WHAT TO DO: From the entries below, pull out each line where "collar" appears.

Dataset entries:
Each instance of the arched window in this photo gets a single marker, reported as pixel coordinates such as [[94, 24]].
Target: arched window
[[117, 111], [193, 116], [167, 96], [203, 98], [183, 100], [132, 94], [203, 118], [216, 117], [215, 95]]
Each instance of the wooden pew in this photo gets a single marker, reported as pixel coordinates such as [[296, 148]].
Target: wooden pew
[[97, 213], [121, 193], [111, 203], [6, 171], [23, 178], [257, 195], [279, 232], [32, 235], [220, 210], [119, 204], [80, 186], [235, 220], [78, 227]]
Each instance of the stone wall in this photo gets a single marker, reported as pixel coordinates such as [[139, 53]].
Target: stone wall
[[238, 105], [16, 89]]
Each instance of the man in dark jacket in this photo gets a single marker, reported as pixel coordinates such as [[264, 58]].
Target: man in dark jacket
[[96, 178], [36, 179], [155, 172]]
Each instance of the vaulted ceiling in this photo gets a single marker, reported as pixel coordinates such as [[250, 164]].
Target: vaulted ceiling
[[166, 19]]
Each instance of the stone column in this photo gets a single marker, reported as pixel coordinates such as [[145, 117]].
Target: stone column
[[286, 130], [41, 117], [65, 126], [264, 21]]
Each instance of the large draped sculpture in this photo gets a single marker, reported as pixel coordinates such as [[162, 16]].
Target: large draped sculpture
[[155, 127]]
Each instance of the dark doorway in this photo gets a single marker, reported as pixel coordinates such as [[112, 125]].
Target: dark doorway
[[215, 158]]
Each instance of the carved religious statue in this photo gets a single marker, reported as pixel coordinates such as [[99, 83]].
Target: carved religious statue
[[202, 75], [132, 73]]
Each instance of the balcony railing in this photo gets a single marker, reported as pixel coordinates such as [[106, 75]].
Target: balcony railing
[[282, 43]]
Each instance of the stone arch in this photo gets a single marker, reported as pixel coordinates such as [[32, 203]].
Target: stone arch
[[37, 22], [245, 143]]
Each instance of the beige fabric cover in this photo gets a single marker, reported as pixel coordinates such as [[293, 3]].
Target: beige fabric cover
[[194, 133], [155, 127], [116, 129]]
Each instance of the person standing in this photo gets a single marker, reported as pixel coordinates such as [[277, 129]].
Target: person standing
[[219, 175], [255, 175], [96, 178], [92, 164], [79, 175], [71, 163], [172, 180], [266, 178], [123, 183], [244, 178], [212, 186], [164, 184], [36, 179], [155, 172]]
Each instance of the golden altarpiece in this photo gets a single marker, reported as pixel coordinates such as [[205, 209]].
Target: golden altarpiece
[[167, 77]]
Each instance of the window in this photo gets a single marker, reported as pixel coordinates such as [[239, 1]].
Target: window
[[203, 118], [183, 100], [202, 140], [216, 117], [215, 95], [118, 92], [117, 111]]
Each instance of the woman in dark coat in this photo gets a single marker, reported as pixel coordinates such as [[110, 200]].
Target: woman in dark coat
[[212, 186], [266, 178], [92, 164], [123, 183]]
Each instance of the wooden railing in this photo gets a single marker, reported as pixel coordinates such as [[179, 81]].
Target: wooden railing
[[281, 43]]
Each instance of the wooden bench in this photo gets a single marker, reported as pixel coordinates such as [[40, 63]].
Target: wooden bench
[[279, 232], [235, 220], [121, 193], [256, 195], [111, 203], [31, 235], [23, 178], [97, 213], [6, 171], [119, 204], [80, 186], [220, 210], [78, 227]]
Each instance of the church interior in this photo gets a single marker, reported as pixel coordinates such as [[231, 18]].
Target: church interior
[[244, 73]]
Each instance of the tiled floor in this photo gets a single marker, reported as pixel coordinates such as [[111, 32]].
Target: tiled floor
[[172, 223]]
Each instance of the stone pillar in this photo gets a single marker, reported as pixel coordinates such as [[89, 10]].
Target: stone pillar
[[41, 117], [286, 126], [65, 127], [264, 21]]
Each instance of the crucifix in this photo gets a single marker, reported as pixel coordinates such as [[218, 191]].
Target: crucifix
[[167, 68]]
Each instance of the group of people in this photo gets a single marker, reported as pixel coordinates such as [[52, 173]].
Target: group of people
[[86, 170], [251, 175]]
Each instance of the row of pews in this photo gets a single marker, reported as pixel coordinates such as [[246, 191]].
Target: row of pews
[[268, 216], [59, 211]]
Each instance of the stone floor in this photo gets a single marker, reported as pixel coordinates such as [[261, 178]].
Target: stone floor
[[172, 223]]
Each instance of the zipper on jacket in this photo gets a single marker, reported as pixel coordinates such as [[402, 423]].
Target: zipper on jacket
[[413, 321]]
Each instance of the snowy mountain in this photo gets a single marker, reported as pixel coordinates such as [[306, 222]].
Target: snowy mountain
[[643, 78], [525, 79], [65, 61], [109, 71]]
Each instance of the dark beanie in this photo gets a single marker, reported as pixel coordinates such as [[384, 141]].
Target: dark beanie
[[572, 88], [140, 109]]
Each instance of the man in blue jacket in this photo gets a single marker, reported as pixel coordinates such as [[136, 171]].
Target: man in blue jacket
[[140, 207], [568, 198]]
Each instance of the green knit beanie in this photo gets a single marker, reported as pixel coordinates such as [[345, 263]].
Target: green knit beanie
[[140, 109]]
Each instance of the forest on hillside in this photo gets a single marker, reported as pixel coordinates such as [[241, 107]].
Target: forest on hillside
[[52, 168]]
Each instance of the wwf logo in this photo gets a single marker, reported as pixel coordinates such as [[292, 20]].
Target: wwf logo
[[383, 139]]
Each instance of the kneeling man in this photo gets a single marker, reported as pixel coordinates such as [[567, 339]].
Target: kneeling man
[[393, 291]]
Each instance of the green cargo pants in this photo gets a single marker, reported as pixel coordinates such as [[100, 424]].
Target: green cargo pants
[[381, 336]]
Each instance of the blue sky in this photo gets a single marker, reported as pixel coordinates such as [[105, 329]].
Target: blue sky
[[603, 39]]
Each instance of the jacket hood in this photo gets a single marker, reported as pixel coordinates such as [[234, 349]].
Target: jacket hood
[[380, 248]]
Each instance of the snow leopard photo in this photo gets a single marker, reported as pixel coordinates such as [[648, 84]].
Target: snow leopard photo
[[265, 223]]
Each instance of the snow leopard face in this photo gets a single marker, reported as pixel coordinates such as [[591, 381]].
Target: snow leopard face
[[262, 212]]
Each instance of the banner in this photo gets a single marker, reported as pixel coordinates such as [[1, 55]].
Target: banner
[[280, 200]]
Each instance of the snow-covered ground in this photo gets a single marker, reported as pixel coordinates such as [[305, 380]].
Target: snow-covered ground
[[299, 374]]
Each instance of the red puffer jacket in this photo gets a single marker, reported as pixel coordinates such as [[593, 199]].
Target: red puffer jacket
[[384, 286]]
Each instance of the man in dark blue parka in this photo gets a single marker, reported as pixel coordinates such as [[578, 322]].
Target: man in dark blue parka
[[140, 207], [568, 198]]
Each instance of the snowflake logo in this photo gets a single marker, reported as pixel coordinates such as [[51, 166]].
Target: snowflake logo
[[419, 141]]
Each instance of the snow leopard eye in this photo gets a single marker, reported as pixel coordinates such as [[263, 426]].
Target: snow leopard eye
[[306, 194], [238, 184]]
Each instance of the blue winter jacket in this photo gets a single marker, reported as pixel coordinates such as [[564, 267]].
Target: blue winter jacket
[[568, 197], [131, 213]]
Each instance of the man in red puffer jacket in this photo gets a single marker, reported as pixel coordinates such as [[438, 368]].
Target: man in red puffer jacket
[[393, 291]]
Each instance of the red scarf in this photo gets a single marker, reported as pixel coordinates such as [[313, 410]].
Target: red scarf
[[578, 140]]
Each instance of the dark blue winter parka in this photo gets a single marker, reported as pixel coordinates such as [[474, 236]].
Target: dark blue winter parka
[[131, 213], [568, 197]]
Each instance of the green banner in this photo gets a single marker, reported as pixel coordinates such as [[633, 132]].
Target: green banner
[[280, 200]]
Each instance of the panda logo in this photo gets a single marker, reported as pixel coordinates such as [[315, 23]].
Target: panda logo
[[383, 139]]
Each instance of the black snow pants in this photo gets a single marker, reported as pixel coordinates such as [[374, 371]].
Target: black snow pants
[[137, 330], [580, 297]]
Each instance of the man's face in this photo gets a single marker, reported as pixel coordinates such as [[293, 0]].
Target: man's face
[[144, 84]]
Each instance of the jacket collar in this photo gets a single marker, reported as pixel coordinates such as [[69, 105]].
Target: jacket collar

YOUR SOLUTION:
Each instance of the jacket collar in this photo gets a single marker, reported as pixel coordinates such as [[69, 105]].
Target: jacket collar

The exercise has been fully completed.